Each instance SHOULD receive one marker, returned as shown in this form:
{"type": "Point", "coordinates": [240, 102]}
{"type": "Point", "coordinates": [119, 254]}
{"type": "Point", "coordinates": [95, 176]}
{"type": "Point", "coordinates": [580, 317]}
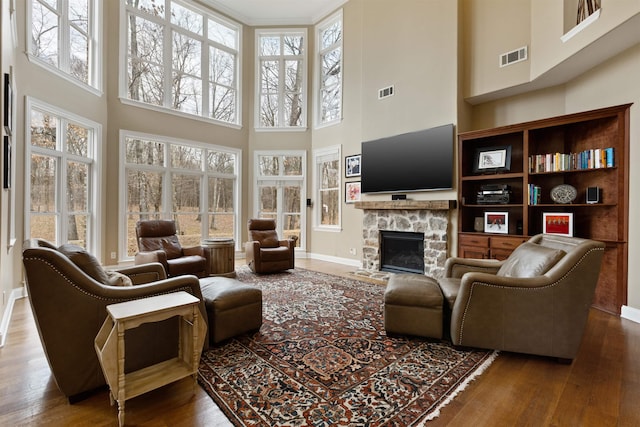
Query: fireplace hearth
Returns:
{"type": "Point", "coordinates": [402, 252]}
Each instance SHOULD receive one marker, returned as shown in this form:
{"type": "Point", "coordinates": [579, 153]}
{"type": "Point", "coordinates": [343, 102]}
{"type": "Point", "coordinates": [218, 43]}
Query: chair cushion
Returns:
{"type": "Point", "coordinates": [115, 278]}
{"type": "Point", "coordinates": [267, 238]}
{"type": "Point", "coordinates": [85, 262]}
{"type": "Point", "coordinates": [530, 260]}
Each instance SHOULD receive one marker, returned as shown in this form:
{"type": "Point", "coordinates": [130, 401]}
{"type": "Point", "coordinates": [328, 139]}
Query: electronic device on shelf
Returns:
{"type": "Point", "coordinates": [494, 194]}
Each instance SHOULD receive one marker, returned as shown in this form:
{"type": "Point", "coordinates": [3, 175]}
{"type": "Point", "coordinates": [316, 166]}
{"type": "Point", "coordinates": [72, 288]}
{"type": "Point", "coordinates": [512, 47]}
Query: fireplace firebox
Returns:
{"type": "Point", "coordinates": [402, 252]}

**WHAT YOU SHOULD DO**
Rewrite all the material above with every "marker" changed to "dot" and everything else left as it is. Omit the pictures.

**SOLUTION TO THE PROBLEM**
Each instance SHOULD receive one dot, returned as shown in this form:
{"type": "Point", "coordinates": [240, 102]}
{"type": "Point", "coordinates": [119, 254]}
{"type": "Point", "coordinates": [95, 176]}
{"type": "Point", "coordinates": [580, 317]}
Query: fireplace hearth
Returns:
{"type": "Point", "coordinates": [402, 252]}
Each instance SHOULD receive one dot, returned as shown in this form:
{"type": "Point", "coordinates": [579, 153]}
{"type": "Point", "coordinates": [343, 102]}
{"type": "Point", "coordinates": [218, 43]}
Query: chair cushion
Returns:
{"type": "Point", "coordinates": [115, 278]}
{"type": "Point", "coordinates": [267, 238]}
{"type": "Point", "coordinates": [85, 262]}
{"type": "Point", "coordinates": [530, 260]}
Each instance SHOULD receive one dot, returned as shown in this form:
{"type": "Point", "coordinates": [130, 401]}
{"type": "Point", "coordinates": [328, 139]}
Query: electronic device on shelf
Returns:
{"type": "Point", "coordinates": [494, 194]}
Each instance SHOULD receive one dot, returned as shown in this form:
{"type": "Point", "coordinates": [3, 175]}
{"type": "Point", "coordinates": [316, 166]}
{"type": "Point", "coordinates": [72, 288]}
{"type": "Point", "coordinates": [512, 47]}
Query: fireplace firebox
Returns:
{"type": "Point", "coordinates": [402, 252]}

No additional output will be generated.